[Aim]
Could you write out the material below again, swapping every "single pin" for "single point" and leaving everything else unchanged?

Records in a dataset:

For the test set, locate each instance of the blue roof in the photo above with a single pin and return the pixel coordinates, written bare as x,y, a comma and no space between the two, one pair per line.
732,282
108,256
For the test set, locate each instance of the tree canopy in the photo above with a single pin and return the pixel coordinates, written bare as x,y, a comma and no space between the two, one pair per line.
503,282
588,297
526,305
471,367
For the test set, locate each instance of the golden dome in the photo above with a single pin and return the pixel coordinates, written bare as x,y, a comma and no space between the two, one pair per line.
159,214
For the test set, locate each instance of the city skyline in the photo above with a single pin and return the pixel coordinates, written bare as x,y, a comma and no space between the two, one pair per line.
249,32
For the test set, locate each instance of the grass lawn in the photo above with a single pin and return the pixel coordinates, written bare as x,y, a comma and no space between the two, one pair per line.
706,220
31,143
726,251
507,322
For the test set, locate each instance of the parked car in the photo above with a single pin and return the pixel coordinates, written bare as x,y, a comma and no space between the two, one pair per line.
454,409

[Output below]
For the test set, locate each instance of the blue roof in the photo above with a single point and return the pixel coordinates, written bare as x,y, a comma and no space between the two, one pair per line.
732,282
108,256
For the test set, locate each instance of the tree canopy in the photo above with a single point and return the pixel coordinates, written bare as x,y, a comma and no space between the two, one pair per line.
503,282
588,297
526,305
471,367
For the test set, locate each instance of the golden dome in the photo above with a single point and return the pixel coordinates, written bare as x,y, a comma and no space between the two, one pair per line.
159,214
For the test set, locate each instance of the city skyline in the photo above with a single point and return the pixel coordinates, written bare as x,y, a comma and no space between the two, one pair per line.
249,32
For the test set, locate each instance of the grass lawn in the photo above with a single point and return the pixel coordinates, written bare as x,y, a comma and no space between the two, one pair per line.
706,220
31,143
726,251
507,322
For the test set, locate each instance of the parked car in the photo above with a single point and return the pixel coordinates, written bare as x,y, a comma and no space between the two, one pair per line.
454,409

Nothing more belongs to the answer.